• Text shown
+ + + + +

This is separate from "version the dataset", since a dataset version represents a structure/meaning, and partitions produced in the past can be incorrect for the intended structure/meaning, and legitimately need to be overwritten. In contrast, new dataset versions allow new intended structure/meaning. This should be an optional concept (e.g. default version is `v0.0.0`).

## Why Deployability Matters
This needs to be deployable trivially from day one because:
- We want to "launch jobs" in an un-opinionated way - tell bazel what platform you're building for, then boop the results off to that system, and run it
- Being able to vend executables makes building weakly coupled apps easy (not a framework)

+ + + + +

• Provided records
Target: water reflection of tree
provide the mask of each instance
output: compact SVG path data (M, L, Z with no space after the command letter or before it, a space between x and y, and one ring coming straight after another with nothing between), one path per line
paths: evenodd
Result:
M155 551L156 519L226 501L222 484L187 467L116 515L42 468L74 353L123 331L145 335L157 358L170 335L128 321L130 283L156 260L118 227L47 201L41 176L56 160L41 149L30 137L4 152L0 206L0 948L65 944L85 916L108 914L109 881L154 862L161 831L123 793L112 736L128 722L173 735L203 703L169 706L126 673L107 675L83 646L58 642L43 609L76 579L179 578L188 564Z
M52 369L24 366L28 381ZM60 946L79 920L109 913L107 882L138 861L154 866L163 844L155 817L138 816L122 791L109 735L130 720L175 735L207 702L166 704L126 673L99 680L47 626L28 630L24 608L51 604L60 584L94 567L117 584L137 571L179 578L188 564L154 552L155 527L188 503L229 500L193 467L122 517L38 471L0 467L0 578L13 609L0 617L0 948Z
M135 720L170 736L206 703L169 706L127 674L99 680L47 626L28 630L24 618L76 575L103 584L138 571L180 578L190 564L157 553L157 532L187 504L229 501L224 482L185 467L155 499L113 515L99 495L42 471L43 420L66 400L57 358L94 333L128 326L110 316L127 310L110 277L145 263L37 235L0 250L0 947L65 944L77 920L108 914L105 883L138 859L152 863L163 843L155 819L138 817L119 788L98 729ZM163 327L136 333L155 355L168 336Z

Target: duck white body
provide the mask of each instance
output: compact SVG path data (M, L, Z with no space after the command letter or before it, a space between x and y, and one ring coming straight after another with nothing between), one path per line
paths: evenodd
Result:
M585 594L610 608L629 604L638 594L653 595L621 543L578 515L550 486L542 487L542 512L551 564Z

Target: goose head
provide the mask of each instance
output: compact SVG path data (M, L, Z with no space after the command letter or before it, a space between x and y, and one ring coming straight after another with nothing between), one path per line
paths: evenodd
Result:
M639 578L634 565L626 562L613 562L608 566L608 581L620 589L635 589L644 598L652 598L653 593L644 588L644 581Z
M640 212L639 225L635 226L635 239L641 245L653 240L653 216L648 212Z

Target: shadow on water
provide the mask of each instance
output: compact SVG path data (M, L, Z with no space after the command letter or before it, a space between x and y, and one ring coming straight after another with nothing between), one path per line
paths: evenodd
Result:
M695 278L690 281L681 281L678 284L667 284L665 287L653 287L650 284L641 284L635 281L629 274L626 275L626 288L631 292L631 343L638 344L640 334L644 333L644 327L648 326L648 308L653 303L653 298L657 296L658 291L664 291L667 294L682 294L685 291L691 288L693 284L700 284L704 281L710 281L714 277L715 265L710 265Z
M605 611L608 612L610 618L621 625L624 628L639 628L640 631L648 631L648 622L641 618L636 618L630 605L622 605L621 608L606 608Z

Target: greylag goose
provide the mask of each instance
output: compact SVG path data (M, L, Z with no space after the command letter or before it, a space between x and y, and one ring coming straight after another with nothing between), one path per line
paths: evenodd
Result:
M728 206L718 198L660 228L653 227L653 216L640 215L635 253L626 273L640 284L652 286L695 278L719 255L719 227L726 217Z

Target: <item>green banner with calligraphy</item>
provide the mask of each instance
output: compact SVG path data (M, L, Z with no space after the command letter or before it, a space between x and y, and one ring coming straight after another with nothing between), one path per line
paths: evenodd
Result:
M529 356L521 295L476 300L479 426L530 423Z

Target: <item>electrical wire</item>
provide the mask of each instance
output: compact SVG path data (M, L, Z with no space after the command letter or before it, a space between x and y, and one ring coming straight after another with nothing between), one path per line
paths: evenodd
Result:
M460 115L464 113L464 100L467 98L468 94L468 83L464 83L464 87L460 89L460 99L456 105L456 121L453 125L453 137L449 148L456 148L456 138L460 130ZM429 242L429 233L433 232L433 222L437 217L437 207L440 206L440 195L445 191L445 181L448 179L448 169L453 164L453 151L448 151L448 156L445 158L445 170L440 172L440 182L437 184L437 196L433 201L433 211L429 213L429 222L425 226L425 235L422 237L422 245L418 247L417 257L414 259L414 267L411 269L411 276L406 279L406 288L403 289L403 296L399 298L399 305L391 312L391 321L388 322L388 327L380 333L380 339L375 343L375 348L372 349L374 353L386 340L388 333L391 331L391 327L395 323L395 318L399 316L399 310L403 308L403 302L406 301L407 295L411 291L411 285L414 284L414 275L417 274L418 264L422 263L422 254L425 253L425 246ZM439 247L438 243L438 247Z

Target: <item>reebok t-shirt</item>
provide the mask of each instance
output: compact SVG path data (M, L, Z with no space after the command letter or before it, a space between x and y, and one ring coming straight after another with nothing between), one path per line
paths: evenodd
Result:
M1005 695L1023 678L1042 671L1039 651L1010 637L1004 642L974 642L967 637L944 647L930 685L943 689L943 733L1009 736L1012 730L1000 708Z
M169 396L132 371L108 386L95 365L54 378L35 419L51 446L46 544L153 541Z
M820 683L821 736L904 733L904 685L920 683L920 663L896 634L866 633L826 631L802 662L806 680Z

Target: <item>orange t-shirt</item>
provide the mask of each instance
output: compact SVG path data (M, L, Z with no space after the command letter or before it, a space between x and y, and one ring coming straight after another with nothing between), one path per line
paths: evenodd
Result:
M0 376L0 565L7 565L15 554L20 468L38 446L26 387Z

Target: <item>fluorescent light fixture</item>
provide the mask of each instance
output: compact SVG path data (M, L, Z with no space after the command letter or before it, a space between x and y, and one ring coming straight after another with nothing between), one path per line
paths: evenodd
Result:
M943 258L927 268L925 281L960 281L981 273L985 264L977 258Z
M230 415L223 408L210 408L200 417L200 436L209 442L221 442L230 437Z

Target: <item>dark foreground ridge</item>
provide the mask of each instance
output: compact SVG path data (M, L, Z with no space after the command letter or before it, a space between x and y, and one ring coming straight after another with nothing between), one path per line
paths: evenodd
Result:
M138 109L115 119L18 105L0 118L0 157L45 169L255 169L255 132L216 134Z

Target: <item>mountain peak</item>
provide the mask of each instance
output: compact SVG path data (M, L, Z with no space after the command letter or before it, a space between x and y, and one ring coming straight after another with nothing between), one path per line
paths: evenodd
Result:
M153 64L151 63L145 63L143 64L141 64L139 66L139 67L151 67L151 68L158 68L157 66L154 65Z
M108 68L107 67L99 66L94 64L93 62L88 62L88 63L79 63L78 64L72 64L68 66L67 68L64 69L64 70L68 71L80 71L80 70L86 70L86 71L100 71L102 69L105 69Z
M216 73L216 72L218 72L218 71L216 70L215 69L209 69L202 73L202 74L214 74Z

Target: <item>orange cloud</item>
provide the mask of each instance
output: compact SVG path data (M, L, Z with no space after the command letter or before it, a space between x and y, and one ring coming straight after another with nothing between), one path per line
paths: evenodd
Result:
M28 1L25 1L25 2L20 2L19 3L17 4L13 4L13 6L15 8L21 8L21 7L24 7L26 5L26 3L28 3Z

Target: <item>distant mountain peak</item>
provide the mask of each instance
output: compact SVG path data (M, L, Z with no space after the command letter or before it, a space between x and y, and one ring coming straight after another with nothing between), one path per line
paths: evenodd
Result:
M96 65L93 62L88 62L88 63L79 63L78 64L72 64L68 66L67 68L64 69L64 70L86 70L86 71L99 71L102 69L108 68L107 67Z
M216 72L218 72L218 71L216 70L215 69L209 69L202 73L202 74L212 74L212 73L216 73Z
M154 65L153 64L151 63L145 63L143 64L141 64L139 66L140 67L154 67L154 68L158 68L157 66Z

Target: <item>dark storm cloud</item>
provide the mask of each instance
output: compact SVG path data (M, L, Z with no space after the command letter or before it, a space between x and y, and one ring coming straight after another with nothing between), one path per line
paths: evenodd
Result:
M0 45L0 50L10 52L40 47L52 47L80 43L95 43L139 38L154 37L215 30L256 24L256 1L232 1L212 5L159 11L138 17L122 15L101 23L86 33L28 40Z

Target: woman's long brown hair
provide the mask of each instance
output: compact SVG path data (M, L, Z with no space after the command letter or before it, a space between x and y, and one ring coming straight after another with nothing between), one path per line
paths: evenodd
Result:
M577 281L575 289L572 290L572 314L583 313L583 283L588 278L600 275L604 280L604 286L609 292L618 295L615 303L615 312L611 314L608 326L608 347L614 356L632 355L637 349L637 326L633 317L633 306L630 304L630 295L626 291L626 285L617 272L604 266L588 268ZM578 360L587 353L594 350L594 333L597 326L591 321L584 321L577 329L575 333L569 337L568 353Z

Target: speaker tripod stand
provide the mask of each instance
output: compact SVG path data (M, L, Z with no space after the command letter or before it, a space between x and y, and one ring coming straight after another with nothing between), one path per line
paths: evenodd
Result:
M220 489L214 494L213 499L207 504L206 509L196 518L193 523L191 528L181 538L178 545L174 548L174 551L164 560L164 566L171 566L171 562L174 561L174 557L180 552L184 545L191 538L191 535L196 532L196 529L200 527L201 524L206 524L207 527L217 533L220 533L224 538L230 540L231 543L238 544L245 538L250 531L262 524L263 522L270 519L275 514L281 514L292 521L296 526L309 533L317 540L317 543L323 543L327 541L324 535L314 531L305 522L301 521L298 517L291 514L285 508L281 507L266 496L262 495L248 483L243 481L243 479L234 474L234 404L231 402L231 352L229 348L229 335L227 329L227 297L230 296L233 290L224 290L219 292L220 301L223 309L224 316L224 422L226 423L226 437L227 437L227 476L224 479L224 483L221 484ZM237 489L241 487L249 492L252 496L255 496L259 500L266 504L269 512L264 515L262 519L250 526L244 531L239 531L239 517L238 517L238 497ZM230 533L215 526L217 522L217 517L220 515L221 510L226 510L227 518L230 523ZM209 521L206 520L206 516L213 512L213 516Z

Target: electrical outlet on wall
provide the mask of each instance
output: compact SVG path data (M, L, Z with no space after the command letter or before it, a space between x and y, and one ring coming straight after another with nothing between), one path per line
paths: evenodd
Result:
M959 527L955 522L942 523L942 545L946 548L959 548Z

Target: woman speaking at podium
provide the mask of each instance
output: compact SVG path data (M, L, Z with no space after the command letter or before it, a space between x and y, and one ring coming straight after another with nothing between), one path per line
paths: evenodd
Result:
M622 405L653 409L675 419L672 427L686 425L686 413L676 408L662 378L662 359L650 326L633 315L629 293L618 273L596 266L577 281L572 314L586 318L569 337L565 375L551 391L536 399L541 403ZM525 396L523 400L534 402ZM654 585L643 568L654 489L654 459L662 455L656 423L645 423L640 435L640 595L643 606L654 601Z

+ + + + +

• To-do list
**A.** Write out the part of the notes on dataset versions and deployability that begins at the words "## Why Deployability" and stops after the words "(not a framework)".
**B.** Extend the notes on dataset versions and deployability, picking up after their last line.
The material placed after the notes on dataset versions and deployability was taken from a different source.

• Answers to the problems
**A.**
## Why Deployability Matters
This needs to be deployable trivially from day one because:
- We want to "launch jobs" in an un-opinionated way - tell bazel what platform you're building for, then boop the results off to that system, and run it
- Being able to vend executables makes building weakly coupled apps easy (not a framework)

**B.**
# Demo Development
1. `databuild_job` ✅
    1. `databuild_job.cfg` ✅
    2. `databuild_job.exec` ✅
    3. Tests ✅
    4. `databuild_job` (to `cfg` and `exec`) ✅
    5. Deployable `databuild_job` ✅
2. `databuild_graph` ✅
    1. `databuild_graph.analyze` ✅
    2. `databuild_graph` provider ✅
3. `databuild_graph.exec`  ✅
4. `databuild_graph.build`  ✅
5. `databuild_graph.mermaid`
5. podcast reviews example
6. Reflect (data versioning/caching/partition manifests, partition overlap, ...?)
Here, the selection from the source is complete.